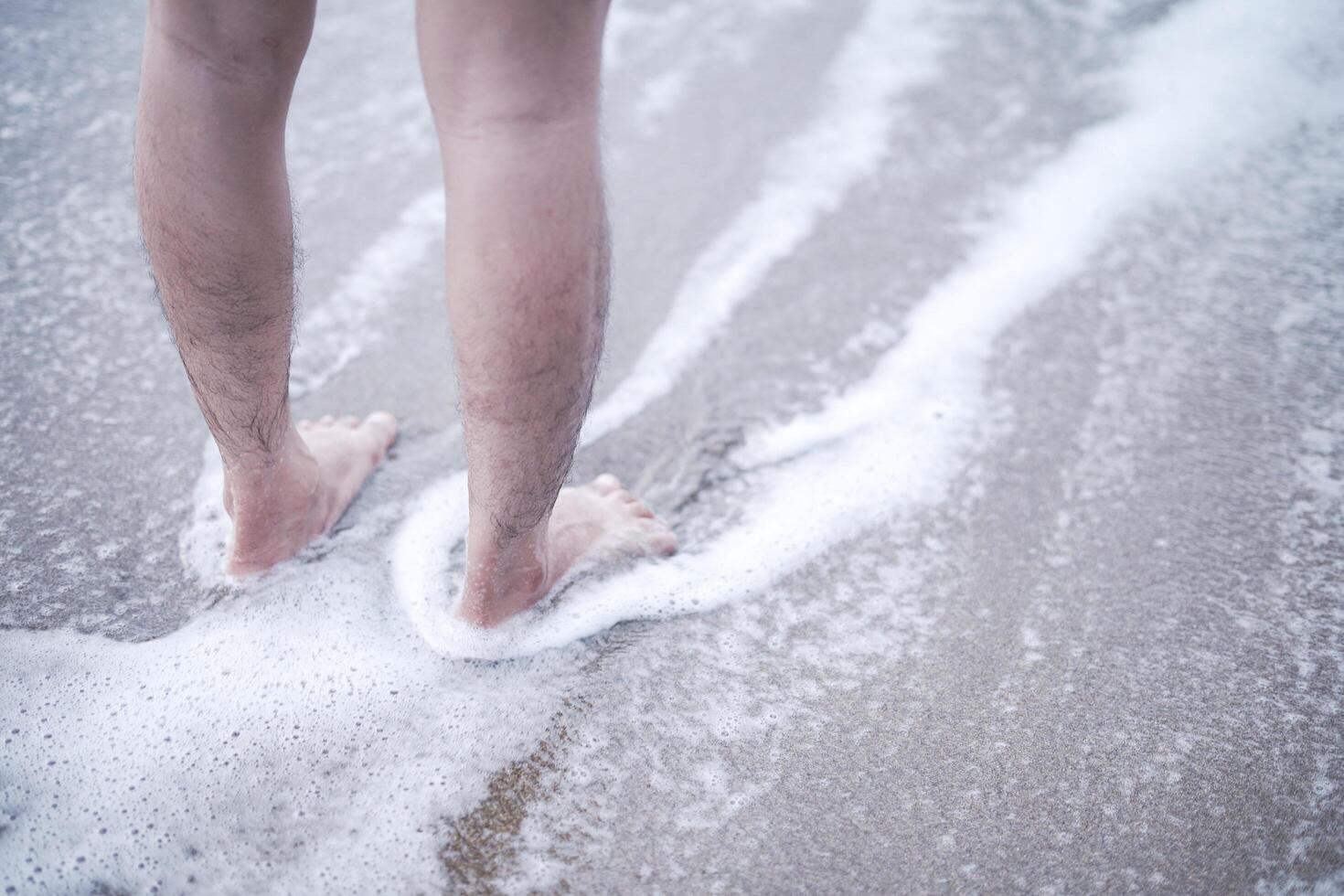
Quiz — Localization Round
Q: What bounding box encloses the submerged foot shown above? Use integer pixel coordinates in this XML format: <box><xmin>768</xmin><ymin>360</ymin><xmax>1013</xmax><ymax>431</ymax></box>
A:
<box><xmin>224</xmin><ymin>411</ymin><xmax>397</xmax><ymax>575</ymax></box>
<box><xmin>458</xmin><ymin>473</ymin><xmax>677</xmax><ymax>627</ymax></box>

----

Copy every line of the records above word for word, leaving out the pictures.

Quiz — Localization Round
Q: What bounding box encloses the submerged foot shown above? Use integer pixel coordinates in this XML format: <box><xmin>768</xmin><ymin>360</ymin><xmax>1013</xmax><ymax>431</ymax></box>
A:
<box><xmin>224</xmin><ymin>411</ymin><xmax>397</xmax><ymax>575</ymax></box>
<box><xmin>458</xmin><ymin>473</ymin><xmax>677</xmax><ymax>627</ymax></box>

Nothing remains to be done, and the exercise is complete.